##### Data to process #####
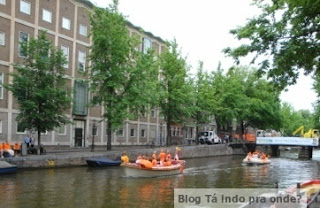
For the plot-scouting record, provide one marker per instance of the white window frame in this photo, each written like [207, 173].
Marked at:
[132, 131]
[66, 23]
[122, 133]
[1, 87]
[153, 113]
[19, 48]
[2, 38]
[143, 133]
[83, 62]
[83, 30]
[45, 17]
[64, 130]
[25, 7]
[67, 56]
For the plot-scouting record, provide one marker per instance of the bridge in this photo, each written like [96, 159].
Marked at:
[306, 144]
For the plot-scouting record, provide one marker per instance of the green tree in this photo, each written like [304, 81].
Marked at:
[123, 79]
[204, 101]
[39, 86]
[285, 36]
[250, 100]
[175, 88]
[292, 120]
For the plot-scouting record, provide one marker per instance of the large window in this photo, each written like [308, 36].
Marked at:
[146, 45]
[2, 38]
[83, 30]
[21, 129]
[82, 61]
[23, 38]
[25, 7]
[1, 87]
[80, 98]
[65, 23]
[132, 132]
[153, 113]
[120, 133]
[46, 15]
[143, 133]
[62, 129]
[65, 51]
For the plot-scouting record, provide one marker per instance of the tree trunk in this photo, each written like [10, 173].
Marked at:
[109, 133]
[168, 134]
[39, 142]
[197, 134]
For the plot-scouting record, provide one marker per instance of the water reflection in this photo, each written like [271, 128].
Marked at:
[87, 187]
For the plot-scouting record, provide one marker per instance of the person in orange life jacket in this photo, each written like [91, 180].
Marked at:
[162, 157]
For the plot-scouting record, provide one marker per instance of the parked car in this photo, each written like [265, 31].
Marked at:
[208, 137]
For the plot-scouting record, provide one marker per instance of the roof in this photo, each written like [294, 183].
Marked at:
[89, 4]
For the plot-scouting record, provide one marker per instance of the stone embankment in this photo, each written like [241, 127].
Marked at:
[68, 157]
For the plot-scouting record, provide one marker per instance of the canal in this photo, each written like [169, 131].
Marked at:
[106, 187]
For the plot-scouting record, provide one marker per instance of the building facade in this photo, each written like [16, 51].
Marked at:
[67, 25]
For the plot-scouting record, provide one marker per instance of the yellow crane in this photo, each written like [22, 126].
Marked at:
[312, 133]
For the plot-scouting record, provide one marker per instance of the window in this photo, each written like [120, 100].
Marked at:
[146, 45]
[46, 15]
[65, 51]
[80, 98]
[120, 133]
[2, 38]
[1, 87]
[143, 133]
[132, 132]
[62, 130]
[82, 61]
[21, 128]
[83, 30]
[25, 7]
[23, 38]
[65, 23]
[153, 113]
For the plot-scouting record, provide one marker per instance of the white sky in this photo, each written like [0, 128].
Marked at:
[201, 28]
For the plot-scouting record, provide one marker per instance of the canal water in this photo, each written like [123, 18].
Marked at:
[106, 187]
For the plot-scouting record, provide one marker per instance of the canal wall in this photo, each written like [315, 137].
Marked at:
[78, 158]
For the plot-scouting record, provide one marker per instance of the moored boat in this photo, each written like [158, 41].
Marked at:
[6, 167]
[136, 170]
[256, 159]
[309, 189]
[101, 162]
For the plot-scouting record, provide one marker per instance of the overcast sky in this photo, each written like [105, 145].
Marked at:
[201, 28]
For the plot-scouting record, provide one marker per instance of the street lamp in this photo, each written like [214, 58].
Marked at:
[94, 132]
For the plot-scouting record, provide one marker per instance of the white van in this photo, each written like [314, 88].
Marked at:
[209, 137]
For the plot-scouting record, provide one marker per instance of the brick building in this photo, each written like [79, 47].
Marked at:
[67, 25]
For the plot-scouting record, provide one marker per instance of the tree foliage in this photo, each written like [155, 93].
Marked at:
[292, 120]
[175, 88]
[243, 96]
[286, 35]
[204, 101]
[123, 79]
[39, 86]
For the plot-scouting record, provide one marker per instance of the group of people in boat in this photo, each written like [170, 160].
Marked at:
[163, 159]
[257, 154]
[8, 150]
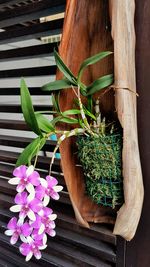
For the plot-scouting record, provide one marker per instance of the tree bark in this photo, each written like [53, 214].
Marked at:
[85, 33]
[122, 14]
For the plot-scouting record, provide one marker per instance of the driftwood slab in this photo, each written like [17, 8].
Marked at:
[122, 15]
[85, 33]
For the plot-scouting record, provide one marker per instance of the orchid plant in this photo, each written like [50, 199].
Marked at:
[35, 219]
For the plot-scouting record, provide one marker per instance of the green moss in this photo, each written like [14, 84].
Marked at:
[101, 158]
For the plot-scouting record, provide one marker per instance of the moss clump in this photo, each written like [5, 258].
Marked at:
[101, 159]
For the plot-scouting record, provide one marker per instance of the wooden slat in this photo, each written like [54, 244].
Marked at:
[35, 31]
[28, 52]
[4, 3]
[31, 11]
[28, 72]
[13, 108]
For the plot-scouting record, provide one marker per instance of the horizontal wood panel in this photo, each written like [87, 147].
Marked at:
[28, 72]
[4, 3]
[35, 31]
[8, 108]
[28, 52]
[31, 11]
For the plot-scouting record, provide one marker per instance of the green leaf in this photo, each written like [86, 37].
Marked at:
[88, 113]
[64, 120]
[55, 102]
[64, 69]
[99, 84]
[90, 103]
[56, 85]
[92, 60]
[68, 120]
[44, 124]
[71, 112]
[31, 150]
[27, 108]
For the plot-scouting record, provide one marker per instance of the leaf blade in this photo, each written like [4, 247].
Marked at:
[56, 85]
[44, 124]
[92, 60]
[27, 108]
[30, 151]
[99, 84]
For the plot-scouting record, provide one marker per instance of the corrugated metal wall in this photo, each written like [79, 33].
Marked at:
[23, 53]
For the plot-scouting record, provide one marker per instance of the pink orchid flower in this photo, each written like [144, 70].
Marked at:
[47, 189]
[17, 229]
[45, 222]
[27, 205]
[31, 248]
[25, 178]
#####
▶ _Given exercise_: Can you write out all the entries above again with "plot-scouting record" swapped for "field survey log", keeping everything else the same and leaving out the pictures?

▶ _Task answer_:
For the field survey log, provide one marker per instance of the white window frame in this photo, each written like [207, 173].
Marked at:
[132, 131]
[66, 23]
[122, 133]
[1, 87]
[153, 113]
[19, 48]
[2, 38]
[143, 133]
[83, 62]
[83, 30]
[45, 17]
[64, 130]
[25, 7]
[67, 56]
For the field survey log, provide one marker per instance of the bridge in this photo, each written like [96, 159].
Marked at:
[306, 144]
For the field survey log, provide one marker per instance of the green tree in this photo, each written like [304, 81].
Marked at:
[123, 79]
[204, 101]
[39, 86]
[285, 36]
[250, 100]
[175, 88]
[292, 120]
For the field survey log, provide one marker per instance of the large window in this photo, each written like [308, 36].
Marked at:
[146, 45]
[2, 38]
[83, 30]
[21, 129]
[82, 61]
[23, 38]
[25, 7]
[1, 87]
[80, 98]
[65, 23]
[132, 132]
[153, 113]
[120, 133]
[46, 15]
[143, 133]
[62, 129]
[65, 51]
For the field survey log, provide one marker per instance of the tree trunk in this photo, each written like [10, 173].
Marked at:
[109, 133]
[168, 134]
[39, 142]
[197, 134]
For the field survey log, provide one marker per instance of the water reflection in this photo, each written like [271, 128].
Marked at:
[87, 187]
For the field survey log, provide one marker per instance of the person in orange life jacket in this photo, each written like [91, 180].
Marked at:
[162, 157]
For the field survey log, provide one marker per instance of the parked car in this photo, each written like [265, 31].
Marked at:
[208, 137]
For the field survey log, provide one marker per instance of the roof in this photo, each written like [294, 183].
Marked at:
[89, 4]
For the field survey log, provide one marker per instance of the stone embankment in this photo, each written like [241, 127].
Marked at:
[68, 157]
For the field survey log, provide one marker per instance of the canal in this photo, each written like [169, 131].
Marked at:
[106, 187]
For the field survey log, provide one marker per instance of the building facade in this photo, each written like [16, 51].
Marked at:
[67, 25]
For the field survey log, provide one marker per instance of the yellow crane in this photo, each written like [22, 126].
Marked at:
[312, 133]
For the field survey log, provide one marker per instance of the window in this photo, each written like [120, 100].
Marked at:
[146, 45]
[46, 15]
[65, 51]
[80, 98]
[120, 133]
[2, 38]
[1, 87]
[143, 133]
[132, 132]
[62, 130]
[82, 61]
[21, 128]
[83, 30]
[25, 7]
[23, 38]
[65, 23]
[153, 113]
For the field survey log, provide one marker per instance of the white sky in this photo, each written like [0, 128].
Marked at:
[201, 28]
For the field survey log, provide one marker per instance of the canal water in this photo, each written like [123, 18].
Marked at:
[106, 187]
For the field survey log, provide one marker per instance of the canal wall in this photo, each written like [315, 137].
Marked at:
[78, 158]
For the field survey log, provide one marker per instance of the moored boat in this photo, each written like [158, 41].
Marked at:
[6, 167]
[136, 170]
[256, 159]
[309, 189]
[101, 162]
For the field survey log, provide one marker per instance of the overcast sky in this photo, each written like [105, 145].
Marked at:
[201, 28]
For the field survey log, provide one marker per instance of the street lamp in this photo, each written like [214, 58].
Marked at:
[94, 132]
For the field survey log, provide one marker per instance of the white van in this photo, each written like [314, 88].
Marked at:
[209, 137]
For the field survey log, provide one marker per instance of the brick building in this photo, each written like [79, 47].
Marked at:
[67, 25]
For the field survey log, provide one marker per instance of the tree foliage in this photo, each written like [155, 93].
Marked at:
[292, 120]
[175, 88]
[243, 96]
[286, 35]
[204, 101]
[123, 79]
[39, 86]
For the field survey log, provide one marker per instance of the group of people in boat in this photo, each written like [170, 160].
Marked at:
[163, 159]
[257, 154]
[8, 150]
For the field survey log, provide one marker per instance of the tree bark in this photo, each written like [53, 214].
Marked at:
[85, 33]
[122, 14]
For the field survey log, provide one marker per instance of the driftwood slab in this photo, each written like [17, 8].
Marked at:
[122, 15]
[85, 33]
For the field survey log, provide one marker per instance of the orchid plant in this photo, each written like [50, 199].
Marked at:
[35, 219]
For the field survey log, provide one marker per instance of the green moss in this photo, each written like [14, 84].
Marked at:
[101, 158]
For the field survey log, provide one marker per instance of the moss clump in this photo, each written like [5, 258].
Marked at:
[101, 159]
For the field survey log, provide one marker per instance of the wooden slat in this photo, each written like [54, 244].
Marked at:
[35, 31]
[28, 52]
[4, 3]
[31, 11]
[28, 72]
[13, 108]
For the field survey log, provide one marker per instance of the horizontal wood panel in this photo, each written like [87, 147].
Marked at:
[28, 72]
[4, 3]
[35, 31]
[8, 108]
[28, 52]
[31, 11]
For the field survey log, provide one marker per instance of the green leaf in this photo, each written like [86, 37].
Marked at:
[88, 113]
[64, 120]
[55, 102]
[64, 69]
[99, 84]
[90, 103]
[56, 85]
[92, 60]
[68, 120]
[44, 124]
[71, 112]
[31, 150]
[27, 108]
For the field survey log, provide one marker per instance of the leaf blade in this photo, each written like [4, 247].
Marked at:
[56, 85]
[44, 124]
[92, 60]
[27, 108]
[30, 151]
[99, 84]
For the field survey log, provide one marker per instance of the corrugated metal wall in this photo, each written like [79, 33].
Marked at:
[23, 53]
For the field survey log, provide one marker per instance of the pink orchid flower in this photo, each written like [144, 70].
Marked at:
[47, 189]
[17, 229]
[45, 222]
[27, 205]
[31, 248]
[25, 178]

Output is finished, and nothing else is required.